Nothing before the line containing "the baby's hand" belongs in the answer; quote that line and all lines after it through the end of the material, word for word.

=-=-=-=-=

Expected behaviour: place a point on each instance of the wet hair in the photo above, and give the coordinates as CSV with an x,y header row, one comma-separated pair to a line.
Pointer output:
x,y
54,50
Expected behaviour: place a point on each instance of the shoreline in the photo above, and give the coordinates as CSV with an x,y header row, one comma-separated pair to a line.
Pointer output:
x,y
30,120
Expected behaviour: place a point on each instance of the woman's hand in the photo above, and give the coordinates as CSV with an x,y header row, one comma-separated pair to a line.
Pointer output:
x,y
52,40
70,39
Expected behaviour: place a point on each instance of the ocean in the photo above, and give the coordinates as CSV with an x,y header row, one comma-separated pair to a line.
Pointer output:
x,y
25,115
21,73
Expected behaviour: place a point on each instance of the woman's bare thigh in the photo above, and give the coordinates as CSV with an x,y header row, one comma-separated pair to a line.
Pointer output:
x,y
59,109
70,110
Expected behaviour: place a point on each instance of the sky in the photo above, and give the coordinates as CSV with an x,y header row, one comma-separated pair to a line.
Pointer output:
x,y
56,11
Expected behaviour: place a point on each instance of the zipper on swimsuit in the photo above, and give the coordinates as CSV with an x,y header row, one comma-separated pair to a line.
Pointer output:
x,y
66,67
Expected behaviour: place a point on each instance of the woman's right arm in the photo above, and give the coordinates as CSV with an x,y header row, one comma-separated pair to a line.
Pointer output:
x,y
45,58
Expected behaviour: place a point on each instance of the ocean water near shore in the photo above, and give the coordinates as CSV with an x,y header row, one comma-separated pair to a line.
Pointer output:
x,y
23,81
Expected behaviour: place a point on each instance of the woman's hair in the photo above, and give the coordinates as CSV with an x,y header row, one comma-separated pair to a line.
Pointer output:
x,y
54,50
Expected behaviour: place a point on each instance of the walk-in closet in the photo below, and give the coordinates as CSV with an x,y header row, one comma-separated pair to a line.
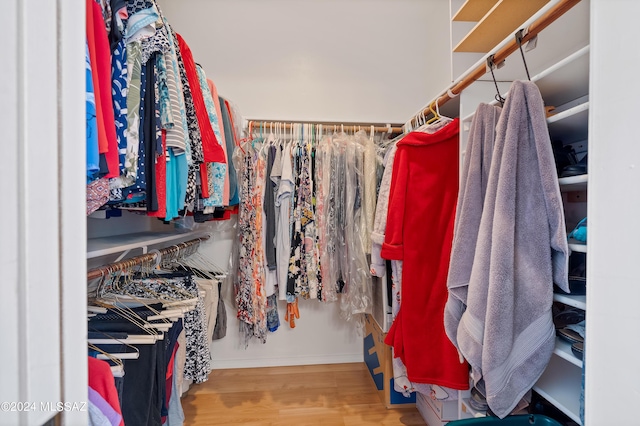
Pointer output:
x,y
335,212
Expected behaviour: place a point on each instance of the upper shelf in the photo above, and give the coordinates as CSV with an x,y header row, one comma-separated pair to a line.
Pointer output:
x,y
570,125
576,301
574,183
474,10
502,19
103,246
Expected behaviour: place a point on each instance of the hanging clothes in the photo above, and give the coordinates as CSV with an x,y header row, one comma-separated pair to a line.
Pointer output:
x,y
419,232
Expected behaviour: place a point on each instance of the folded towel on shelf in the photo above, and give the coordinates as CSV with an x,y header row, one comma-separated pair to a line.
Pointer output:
x,y
507,333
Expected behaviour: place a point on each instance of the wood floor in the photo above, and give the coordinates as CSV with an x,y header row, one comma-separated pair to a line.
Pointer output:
x,y
335,394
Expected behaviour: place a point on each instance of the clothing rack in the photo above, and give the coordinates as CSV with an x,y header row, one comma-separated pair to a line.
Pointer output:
x,y
471,76
152,256
349,127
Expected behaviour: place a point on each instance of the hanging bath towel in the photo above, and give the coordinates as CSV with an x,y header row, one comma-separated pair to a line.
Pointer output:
x,y
507,332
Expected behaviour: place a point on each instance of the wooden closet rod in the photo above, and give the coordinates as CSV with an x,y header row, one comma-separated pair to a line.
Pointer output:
x,y
350,127
536,27
139,260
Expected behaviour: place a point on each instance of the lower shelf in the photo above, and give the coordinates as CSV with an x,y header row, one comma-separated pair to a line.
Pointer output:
x,y
560,384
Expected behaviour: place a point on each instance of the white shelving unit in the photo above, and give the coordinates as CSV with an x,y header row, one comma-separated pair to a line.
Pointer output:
x,y
560,385
574,183
560,67
577,246
104,246
563,350
579,302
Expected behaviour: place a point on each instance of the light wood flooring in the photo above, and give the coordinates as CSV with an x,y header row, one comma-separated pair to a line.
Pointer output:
x,y
334,394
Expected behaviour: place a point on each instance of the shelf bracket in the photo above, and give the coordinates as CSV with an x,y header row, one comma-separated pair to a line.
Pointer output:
x,y
122,255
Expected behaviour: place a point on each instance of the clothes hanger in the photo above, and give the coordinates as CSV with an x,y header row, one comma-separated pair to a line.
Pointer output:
x,y
112,303
491,65
519,35
119,355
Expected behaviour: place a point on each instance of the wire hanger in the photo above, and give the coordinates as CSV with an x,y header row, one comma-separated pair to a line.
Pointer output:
x,y
519,36
491,65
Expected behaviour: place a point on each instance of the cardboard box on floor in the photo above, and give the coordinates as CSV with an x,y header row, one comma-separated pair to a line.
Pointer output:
x,y
377,356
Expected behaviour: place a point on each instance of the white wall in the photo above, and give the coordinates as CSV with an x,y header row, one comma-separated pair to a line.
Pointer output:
x,y
42,114
613,380
320,60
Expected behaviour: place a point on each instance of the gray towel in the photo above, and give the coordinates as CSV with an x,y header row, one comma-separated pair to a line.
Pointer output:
x,y
473,186
507,333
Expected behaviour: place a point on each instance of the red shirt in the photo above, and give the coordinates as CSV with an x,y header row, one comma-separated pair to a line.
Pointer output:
x,y
422,204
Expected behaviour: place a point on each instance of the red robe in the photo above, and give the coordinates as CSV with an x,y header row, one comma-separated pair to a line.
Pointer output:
x,y
422,204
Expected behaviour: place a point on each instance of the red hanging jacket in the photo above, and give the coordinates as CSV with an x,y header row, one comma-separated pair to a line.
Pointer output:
x,y
420,218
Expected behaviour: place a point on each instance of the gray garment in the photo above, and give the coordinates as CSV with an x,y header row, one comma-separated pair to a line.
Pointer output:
x,y
210,303
229,139
220,329
269,208
507,333
175,414
97,417
473,186
378,267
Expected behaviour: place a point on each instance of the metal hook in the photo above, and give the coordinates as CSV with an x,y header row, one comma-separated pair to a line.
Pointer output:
x,y
491,64
519,36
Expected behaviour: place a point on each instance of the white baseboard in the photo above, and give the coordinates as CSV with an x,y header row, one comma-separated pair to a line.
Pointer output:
x,y
222,364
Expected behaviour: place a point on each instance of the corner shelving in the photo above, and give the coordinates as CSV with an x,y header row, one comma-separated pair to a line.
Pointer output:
x,y
104,246
563,350
474,10
574,183
570,125
577,246
575,301
560,385
502,19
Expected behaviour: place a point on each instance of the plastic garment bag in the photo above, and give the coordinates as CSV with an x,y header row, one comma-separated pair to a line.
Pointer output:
x,y
357,293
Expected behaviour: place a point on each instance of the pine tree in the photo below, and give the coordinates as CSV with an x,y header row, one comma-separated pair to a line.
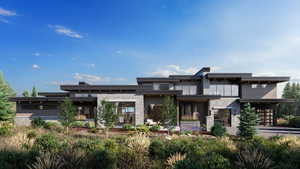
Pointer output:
x,y
6,113
26,93
67,113
34,92
248,121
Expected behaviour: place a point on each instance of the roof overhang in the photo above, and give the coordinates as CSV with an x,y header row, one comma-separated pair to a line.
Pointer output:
x,y
53,94
227,75
156,79
267,100
51,99
197,98
99,87
266,79
159,92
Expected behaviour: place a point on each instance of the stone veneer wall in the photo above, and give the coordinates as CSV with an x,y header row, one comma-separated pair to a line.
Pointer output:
x,y
222,103
138,99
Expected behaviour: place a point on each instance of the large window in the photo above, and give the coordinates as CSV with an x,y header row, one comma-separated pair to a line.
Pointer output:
x,y
223,116
224,89
187,89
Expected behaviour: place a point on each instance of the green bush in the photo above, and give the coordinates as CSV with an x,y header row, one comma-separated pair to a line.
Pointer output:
x,y
78,124
128,127
295,122
6,129
103,160
218,130
47,143
157,149
14,159
93,130
89,145
155,128
142,128
31,134
38,122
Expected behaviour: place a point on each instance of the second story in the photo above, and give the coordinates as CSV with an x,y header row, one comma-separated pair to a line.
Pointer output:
x,y
206,83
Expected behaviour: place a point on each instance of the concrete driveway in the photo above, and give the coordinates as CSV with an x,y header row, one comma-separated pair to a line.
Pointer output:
x,y
275,131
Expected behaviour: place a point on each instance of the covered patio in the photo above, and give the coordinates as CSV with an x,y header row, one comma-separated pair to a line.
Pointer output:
x,y
266,109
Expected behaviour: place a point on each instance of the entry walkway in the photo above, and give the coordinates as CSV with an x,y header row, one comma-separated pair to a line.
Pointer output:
x,y
275,131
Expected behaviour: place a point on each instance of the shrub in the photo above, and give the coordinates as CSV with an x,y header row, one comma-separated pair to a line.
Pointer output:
x,y
111,145
139,143
295,122
93,130
218,130
208,161
31,134
73,159
157,149
38,122
54,127
155,128
103,160
6,129
47,143
78,124
128,159
173,159
47,161
88,145
142,128
128,127
14,159
253,158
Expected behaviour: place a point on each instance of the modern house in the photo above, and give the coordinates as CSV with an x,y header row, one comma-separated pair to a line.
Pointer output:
x,y
206,97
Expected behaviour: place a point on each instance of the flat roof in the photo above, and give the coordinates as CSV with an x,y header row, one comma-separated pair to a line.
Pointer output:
x,y
53,94
159,92
156,79
266,79
98,87
51,99
279,100
197,97
227,75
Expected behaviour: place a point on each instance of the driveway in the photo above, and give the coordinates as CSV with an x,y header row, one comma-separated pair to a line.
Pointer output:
x,y
274,131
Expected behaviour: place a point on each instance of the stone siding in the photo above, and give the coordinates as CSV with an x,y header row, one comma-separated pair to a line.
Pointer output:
x,y
224,103
138,99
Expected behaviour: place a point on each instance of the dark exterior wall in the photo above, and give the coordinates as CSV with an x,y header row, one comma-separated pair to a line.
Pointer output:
x,y
37,111
148,100
259,93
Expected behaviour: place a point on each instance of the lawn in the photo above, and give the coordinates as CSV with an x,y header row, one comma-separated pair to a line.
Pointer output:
x,y
48,147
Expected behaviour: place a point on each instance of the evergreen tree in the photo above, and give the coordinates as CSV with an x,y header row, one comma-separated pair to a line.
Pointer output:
x,y
26,93
67,113
248,121
34,92
291,91
6,113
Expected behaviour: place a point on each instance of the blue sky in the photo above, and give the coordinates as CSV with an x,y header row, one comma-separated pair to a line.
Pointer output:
x,y
47,43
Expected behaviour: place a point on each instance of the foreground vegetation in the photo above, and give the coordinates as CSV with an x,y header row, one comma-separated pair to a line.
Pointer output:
x,y
39,148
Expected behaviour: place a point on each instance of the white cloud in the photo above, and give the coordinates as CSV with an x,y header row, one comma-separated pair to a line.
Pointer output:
x,y
5,12
35,66
93,79
65,31
174,70
92,65
4,20
36,54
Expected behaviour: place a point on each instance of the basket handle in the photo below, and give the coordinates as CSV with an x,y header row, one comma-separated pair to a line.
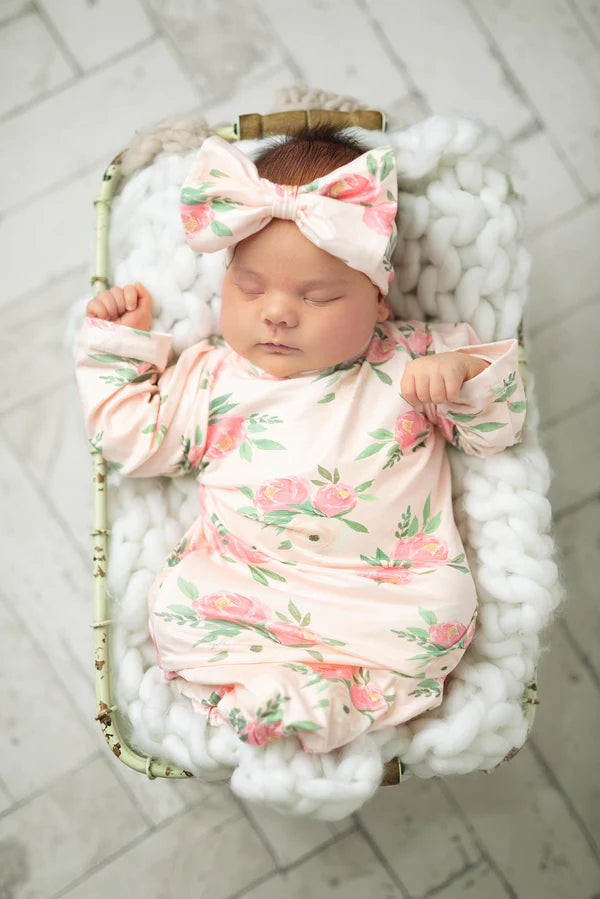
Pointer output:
x,y
253,125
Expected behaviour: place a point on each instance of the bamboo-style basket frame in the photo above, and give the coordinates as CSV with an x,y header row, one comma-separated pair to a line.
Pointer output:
x,y
247,126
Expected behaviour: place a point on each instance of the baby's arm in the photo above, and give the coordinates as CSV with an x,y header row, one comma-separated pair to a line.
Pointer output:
x,y
145,418
473,392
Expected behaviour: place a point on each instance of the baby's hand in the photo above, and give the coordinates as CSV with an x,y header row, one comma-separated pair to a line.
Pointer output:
x,y
130,305
438,378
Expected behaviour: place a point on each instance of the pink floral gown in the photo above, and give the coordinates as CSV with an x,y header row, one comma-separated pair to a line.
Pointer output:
x,y
323,590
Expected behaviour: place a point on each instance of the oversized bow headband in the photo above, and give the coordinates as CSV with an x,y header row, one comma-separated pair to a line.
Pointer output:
x,y
349,212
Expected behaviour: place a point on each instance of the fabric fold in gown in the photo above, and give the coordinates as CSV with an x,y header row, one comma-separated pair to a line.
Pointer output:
x,y
323,590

=-=-=-=-=

> OUTPUT BELOW
Expected behaviour: place a point on each instance of the baby's hand in the photo above, and give the coordinates as CSV with an x,y header row, one comma-separated pair to a line.
Pointer output:
x,y
130,305
438,378
Expected behaviour: place a point on each instance of the pink floral gown in the photo above, and give the coordinates as CSV with an x,y header row, one comma-separated pair to a line.
Pointer output:
x,y
323,590
Expected behaviour: place a point on each instance of the oversized bow headband in the photo above, and give the coordinates as CSV with an x,y header row, one comma-separated pair to a line.
Pointer output:
x,y
349,212
Expected behaviour: place a point on each instance of the fabric fold in gown in the photo above, and give the coordinates as CSV with an x,y header row, one comma-separated pair to a line.
Pointer output:
x,y
323,590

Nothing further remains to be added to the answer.